Reproduce all the entries precisely.

====== Input rows

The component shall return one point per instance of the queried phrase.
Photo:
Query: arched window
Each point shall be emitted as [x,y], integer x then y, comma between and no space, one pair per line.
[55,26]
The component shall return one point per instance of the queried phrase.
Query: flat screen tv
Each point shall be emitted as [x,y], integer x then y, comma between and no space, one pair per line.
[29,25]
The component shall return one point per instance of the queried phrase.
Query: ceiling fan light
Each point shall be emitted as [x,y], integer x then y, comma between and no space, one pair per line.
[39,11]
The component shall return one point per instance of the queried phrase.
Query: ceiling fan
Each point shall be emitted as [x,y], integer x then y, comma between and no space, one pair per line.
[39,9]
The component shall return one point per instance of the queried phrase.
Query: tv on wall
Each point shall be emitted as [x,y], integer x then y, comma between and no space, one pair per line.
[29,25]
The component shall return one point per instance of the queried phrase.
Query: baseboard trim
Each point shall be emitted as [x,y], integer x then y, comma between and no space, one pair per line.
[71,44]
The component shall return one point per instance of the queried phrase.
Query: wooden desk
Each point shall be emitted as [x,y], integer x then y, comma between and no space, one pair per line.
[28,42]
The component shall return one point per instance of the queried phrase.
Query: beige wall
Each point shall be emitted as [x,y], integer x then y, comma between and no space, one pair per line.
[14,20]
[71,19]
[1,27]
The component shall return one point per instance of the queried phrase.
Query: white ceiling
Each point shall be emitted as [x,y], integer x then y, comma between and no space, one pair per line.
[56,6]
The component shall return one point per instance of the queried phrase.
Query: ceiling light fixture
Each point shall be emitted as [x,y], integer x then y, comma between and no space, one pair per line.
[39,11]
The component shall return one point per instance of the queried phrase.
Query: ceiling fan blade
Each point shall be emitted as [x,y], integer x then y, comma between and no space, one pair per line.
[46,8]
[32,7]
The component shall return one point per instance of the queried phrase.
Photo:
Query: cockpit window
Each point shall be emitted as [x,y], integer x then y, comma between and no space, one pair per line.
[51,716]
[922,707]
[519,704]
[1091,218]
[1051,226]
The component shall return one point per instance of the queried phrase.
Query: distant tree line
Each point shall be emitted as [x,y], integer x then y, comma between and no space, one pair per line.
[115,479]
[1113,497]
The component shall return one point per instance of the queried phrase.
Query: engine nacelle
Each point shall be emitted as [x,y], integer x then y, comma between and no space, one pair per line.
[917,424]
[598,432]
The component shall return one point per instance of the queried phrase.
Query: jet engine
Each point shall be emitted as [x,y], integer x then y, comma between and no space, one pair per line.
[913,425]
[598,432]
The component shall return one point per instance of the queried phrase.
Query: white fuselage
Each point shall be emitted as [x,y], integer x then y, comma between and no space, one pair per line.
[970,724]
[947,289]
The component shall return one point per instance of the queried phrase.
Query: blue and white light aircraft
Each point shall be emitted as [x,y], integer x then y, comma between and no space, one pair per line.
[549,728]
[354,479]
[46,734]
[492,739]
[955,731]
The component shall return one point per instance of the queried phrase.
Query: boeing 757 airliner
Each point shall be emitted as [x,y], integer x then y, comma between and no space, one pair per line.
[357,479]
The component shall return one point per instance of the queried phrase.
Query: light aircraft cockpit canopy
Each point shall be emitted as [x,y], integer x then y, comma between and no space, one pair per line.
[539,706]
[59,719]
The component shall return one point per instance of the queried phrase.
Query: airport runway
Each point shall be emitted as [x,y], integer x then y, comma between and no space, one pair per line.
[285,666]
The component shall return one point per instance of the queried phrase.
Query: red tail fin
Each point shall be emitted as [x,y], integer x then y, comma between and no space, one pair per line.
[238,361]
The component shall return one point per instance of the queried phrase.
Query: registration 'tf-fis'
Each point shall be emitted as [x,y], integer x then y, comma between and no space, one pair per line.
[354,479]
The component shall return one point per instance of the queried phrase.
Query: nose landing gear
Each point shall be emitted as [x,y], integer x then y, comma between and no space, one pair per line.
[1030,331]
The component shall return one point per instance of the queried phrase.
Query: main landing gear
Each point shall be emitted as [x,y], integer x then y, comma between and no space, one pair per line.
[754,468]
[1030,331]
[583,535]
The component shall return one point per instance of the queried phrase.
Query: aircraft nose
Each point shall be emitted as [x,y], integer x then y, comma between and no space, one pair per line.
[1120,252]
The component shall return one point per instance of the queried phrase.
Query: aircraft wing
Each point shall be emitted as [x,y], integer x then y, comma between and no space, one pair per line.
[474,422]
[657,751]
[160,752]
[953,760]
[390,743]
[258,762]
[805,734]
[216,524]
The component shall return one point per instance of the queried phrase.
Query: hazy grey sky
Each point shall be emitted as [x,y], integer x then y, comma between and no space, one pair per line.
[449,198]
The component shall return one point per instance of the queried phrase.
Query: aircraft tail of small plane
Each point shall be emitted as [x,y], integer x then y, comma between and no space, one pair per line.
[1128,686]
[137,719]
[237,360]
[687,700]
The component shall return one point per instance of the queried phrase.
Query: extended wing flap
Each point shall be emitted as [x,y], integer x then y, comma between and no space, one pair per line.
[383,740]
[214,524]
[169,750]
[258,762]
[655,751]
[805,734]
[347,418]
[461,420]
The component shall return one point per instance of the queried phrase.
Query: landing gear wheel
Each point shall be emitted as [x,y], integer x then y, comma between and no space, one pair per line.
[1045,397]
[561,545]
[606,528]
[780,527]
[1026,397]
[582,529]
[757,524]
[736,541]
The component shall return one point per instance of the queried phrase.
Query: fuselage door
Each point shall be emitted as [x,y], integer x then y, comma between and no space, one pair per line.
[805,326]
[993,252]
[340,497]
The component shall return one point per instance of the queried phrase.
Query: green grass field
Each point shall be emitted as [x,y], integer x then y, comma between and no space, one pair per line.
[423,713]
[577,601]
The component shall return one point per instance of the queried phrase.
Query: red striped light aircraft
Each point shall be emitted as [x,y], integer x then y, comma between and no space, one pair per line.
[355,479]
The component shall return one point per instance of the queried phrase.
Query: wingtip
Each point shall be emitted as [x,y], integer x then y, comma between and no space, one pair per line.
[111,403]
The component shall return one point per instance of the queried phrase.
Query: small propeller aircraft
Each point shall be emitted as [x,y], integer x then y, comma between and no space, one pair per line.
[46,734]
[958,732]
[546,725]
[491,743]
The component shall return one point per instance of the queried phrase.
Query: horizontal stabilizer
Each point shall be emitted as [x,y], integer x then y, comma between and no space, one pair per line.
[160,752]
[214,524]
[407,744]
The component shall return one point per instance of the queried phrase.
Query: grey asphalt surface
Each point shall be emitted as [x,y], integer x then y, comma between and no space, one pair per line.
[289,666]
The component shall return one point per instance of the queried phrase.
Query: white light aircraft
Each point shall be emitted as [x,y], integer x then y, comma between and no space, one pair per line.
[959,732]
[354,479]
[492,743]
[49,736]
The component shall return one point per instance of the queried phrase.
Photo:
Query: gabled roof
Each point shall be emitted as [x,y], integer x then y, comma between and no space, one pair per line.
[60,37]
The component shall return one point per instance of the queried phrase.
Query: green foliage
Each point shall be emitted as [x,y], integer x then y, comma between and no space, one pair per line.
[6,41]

============

Final result:
The component shall return one point per instance of the queried phrase.
Photo:
Query: arched window
Each point shall be emitted as [x,y], integer x then y, comma between and no space, one pair per line.
[55,26]
The component shall return one point per instance of the queried phrase.
Query: flat screen tv
Each point shall be emitted as [x,y], integer x then y, comma between and no space, one pair per line.
[29,25]
The component shall return one point per instance of the queried phrase.
Query: ceiling fan light
Each point shall be emitted as [x,y], integer x then y, comma between and no space, one pair per line.
[39,11]
The component shall return one point per instance of the queried phrase.
Query: ceiling fan
Each point shall be emitted as [x,y], integer x then y, comma between and no space, one pair per line.
[39,9]
The component shall return one point per instance of the queried phrase.
Query: tv on wall
Each point shall be emitted as [x,y], integer x then y, comma between and no space, one pair per line.
[29,25]
The component shall return one point per instance of the queried phrase.
Query: baseboard trim
Each point shall be emitted as [x,y], integer x then y, comma between and no space, one pair per line.
[71,44]
The component shall return one point per instance of the queried phrase.
Query: wooden desk
Each point shall be emitted as [x,y], integer x then y, comma between and no space, one pair per line.
[28,42]
The component shall return one point per instance of the queried phrase.
Query: beige wall
Each point shall be emitted as [x,y], integer x then y, comma between and no space, one pair per line.
[14,20]
[71,19]
[1,27]
The component shall return one point per instance of the queried phrase.
Query: white ceiling
Each point shall be emitted as [x,y], integer x then y, comma between and no space, one pair per line.
[56,6]
The component shall return one point per instance of the queried phrase.
Query: ceiling light fixture
Each point shall be emitted as [x,y], integer x then y, comma between and no space, one pair per line.
[39,11]
The component shall return one point per instance of the queried phrase.
Query: ceiling fan blade
Each point shall be emitted as [x,y], integer x then y, comma between and no space, one pair per line.
[46,8]
[32,7]
The component shall return one point per instance of the queried phrase.
Photo:
Query: cockpit window
Each point shall be emitted as [x,y], integer x then y, comma between and no space, one pair per line.
[51,716]
[922,707]
[519,704]
[1091,218]
[1051,226]
The component shall return one point per instance of the queried phrase.
Query: distant tree line
Each point shall be emitted as [x,y], integer x then y, comma between and no space, one pair per line.
[115,479]
[1113,497]
The component shall return one point per instance of the queried phrase.
Query: engine nacelle
Each point shall be emitted as [x,y], integer x then y, comma between and no space, one pair per line.
[917,424]
[598,432]
The component shall return one point per instance of the queried phrase.
Query: jet engine
Each point shall be emitted as [x,y], integer x then y, comma between and no space, one pair per line.
[913,425]
[598,432]
The component shall return one point per instance of the queried phrase.
Query: white fuselage
Each point shall be emitted as [x,y], integer x then y, comma between and no space, one pair per line.
[970,724]
[947,289]
The component shall return one point per instance of the queried phrase.
Query: blue and white light aircraft
Each point shall be emitted as [x,y], integer x then y, comma between and no space, one pair per line.
[549,728]
[354,479]
[46,734]
[492,739]
[955,731]
The component shall return one point per instance of the queried phrase.
Query: boeing 757 airliner
Each point shall be emitted as [x,y], integer x then y, comma between and no space, one pair per line.
[357,479]
The component shall return one point per instance of the queried phrase.
Query: light aircraft cockpit canopy
Each point shall be emitted as [x,y], integer x then y, comma between and no space, one pair per line.
[539,706]
[59,719]
The component shall return one point per instance of the queried phrase.
Query: airport runway
Each point shall be emitted as [x,y], integer x then y, comma between and no space, one pair per line.
[285,666]
The component shall return one point per instance of the queried phrase.
Query: red tail fin
Each point shall be emitted as [x,y], integer x then y, comma between and no space, one pair per line.
[238,361]
The component shall return one point per instance of the queried phrase.
Query: registration 'tf-fis'
Each point shall be emitted as [x,y], integer x then y, comma between and no space, one pair per line.
[354,479]
The component shall return one point per instance of the queried phrase.
Query: nose landing gear
Each point shall be emitted as [x,y], integer x then y, comma between and no space, one pair per line.
[1030,331]
The component shall return one point per instance of the queried phrase.
Query: main landing gear
Each point shall be emitted as [x,y], integer x then y, comma between and no space, one pair per line.
[754,468]
[1030,331]
[583,535]
The component shall return one point per instance of the queried phrase.
Query: aircraft nose
Each point shall be emitted as [x,y], integer x then y, comma between and no space, one pair per line.
[1120,252]
The component shall return one point per instance of the queried phrase.
Query: aircraft wing
Each point shall be emitted as [x,y], integer x then y, comma between and no space, one pair per line.
[474,422]
[657,751]
[160,752]
[953,760]
[390,743]
[258,762]
[805,734]
[216,524]
The component shall return one point per instance of the queried phrase.
Query: hazy grey sky
Each point shall be emitted as [x,y], integer x then y, comma between and no space, one pair per line.
[449,198]
The component shall return one point per instance of the queried phrase.
Query: aircraft tail of small plane
Each point shall be emitted as [x,y], integer x then y, comma between and no space, one pair per line.
[1128,686]
[137,719]
[237,360]
[687,700]
The component shall return one point per instance of the queried phrase.
Query: extended wing flap
Each point shall be emitted as [x,y], integer x then y, comma between and no space, one pair per line.
[383,740]
[214,524]
[169,750]
[258,762]
[655,751]
[805,734]
[347,418]
[461,420]
The component shall return one point per instance of the queried phrase.
Query: landing gear wheel
Each point shall be emitted as [x,y], integer x then y, comma between and no space, one pair per line.
[1045,397]
[561,545]
[606,528]
[780,527]
[1026,397]
[582,529]
[757,524]
[736,541]
The component shall return one point per instance of the queried phrase.
Query: fuselage door
Each point shall be emitted as [x,y], integer x then y, comma between and no space, one pair per line.
[805,326]
[993,252]
[340,497]
The component shall return one point per instance of the queried phrase.
Query: green grass field
Each point shall be emitted as [x,y], integer x then y, comma between and no space, one pair per line.
[423,713]
[577,601]
The component shall return one point per instance of the queried phrase.
Query: red striped light aircraft
Each point shall be emitted as [x,y], integer x then y, comma between and no space, one pair per line.
[355,479]
The component shall return one point per instance of the queried phrase.
Query: wingtip
Each point shall be emitted as [x,y], integer x then y, comma between and no space, one pair per line.
[111,403]
The component shall return one point per instance of the queried phrase.
Query: small propeller aircraft
Each point shall be emitted as [x,y], integer x then y, comma between and no space, one pair per line.
[46,734]
[958,732]
[546,725]
[491,743]
The component shall return one point per instance of the queried phrase.
Query: horizontal stabilizer
Each point shall be emitted as [x,y], integer x then y, comma between and no space, one pair per line.
[160,752]
[214,524]
[407,744]
The component shall return one point per instance of the queried phrase.
Query: grey asphalt surface
Each point shall be emitted as [x,y], integer x then y, comma between and no space, one pair per line.
[289,666]
The component shall return one point per instance of the queried phrase.
Query: white light aircraft
Each point shall be emitted as [x,y], integer x then y, comma between and no space, one pair per line.
[959,732]
[354,479]
[492,743]
[49,736]
The component shall return one point per instance of the queried phrase.
Photo:
Query: gabled roof
Each point shall be emitted as [x,y], integer x then y, comma between and no space, one pair per line.
[60,37]
The component shall return one point per instance of the queried phrase.
Query: green foliage
Each point shall be emitted as [x,y], integer x then y, comma between and no space, one pair per line.
[6,41]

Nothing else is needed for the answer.